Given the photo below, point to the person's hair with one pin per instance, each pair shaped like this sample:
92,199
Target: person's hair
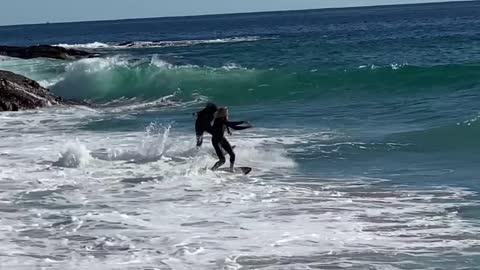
222,113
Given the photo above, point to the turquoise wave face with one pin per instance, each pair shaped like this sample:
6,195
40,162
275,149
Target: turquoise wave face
107,79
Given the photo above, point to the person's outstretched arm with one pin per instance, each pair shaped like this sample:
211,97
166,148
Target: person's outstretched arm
236,125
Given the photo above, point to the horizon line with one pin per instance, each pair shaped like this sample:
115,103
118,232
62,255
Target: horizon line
247,13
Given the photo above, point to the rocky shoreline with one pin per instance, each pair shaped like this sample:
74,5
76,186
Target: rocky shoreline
18,92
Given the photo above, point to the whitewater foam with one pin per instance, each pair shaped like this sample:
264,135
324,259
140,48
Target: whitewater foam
160,44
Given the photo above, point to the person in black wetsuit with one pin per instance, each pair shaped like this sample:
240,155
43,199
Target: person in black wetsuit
219,141
204,121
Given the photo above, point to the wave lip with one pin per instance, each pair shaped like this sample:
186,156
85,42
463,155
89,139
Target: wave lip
159,44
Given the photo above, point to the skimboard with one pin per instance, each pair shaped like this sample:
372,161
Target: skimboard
241,170
224,152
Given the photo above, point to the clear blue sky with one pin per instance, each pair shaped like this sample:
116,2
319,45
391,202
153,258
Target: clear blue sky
40,11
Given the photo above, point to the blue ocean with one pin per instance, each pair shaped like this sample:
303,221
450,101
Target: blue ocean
365,144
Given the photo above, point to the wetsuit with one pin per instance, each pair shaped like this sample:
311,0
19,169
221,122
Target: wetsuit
204,122
219,141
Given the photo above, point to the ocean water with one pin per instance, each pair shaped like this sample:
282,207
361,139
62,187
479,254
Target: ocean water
365,144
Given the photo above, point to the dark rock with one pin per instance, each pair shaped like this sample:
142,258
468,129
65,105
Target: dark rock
45,51
18,93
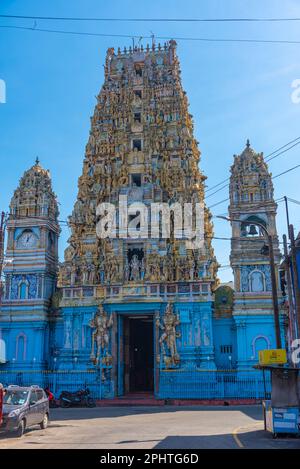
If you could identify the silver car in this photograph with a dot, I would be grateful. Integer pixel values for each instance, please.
(24, 407)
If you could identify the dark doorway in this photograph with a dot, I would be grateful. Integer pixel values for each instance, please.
(139, 354)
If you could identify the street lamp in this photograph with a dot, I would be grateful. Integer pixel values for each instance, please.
(273, 273)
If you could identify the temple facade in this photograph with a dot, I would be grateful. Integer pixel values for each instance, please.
(134, 300)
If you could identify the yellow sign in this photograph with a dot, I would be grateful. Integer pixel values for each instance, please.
(272, 357)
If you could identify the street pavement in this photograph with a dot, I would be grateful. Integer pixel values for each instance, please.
(166, 427)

-- -- --

## WHAT YOU ARE ASKED TO DO
Every word of the material above should be copied exactly; no pictures.

## SOLUTION TO THIS EXERCISE
Given the photo below, point to the person's hair with one pin per instance, each pair shaped like this sample:
92,199
Target: person's hair
222,113
Given the photo above, point to the turquoise wave face with one pin per instance, each pair shaped like this sample:
6,195
40,162
275,149
Target: turquoise wave face
107,79
Given the photo above, point to the person's outstretched arm with one pin per instance, each pair shaped like this sample:
211,97
166,148
Target: person's outstretched arm
236,125
Given the photo above, point to the horizon line with one pin per instance, each pair shaped like this sample:
115,103
118,232
62,255
Target: horizon line
247,13
Given the photo above, point to the rocky shoreline with one pin per instance, each pair shaped like this sample:
74,5
76,186
Target: rocky shoreline
18,92
Given the photo above, point to the whitewater foam with one pin per instance, each pair shaped like this sample:
264,135
324,259
140,48
Target: whitewater foam
160,44
Given the photo above, point to the person in black wetsuit with one pin per instance, each pair shaped like this sample:
240,155
43,199
Target: person in black wetsuit
219,141
204,121
Given the photo above, point to the wave lip with one pin per instance, each pair shaped like this sample:
186,156
85,42
463,155
89,139
Target: wave lip
159,44
Given the photo above, point to the skimboard with one pin per instance, each pair shaped like this sample:
372,161
Target: skimboard
241,170
224,152
Given the photo above, point to the clear blue sky with one pin per instance, each pair shaped like this sample:
116,2
319,45
391,202
153,258
Target: clear blue sky
40,11
Given the photo above, point to the blue ocean with one pin per instance, each pair shaped like this sample:
303,221
450,101
Target: blue ocean
365,144
Given the photo above, point to the wetsuit with one pin per instance, each pair shaped like this sample:
311,0
19,169
221,122
Target: wetsuit
204,122
219,141
Given the photo above, point to the ocean water with one pin per instance, each pair shaped like this sample:
282,207
361,139
62,187
479,254
Target: ocean water
365,144
Given the photo above, point to the dark rock with one pin per instance, each pair shaped like this sample:
142,258
468,129
65,105
Target: dark rock
45,51
18,93
If you could identify the silver car in this photograph with a dot, I would be grateful. Integer pixel values for each instance, please.
(24, 407)
If you could identify the dark doorway in this photograph with a dot, I would be grateful. Integer pixel values for each instance, please.
(139, 354)
If you could identify the street lamp in this photograph with a dot, I would be grateful. Integer pixel values for each instance, please.
(273, 273)
If you could identify the temple facade in this photograph with a dot, I would be grateful. Integer pixel values for each instance, please.
(134, 300)
If you could identify the yellow sign in this photograph with a dot, I would be grateful. Integer pixel values for each instance, please.
(272, 357)
If you could identify the street pavement in this photograph with a dot, I would be grateful. Integer pixel values for each instance, please.
(166, 427)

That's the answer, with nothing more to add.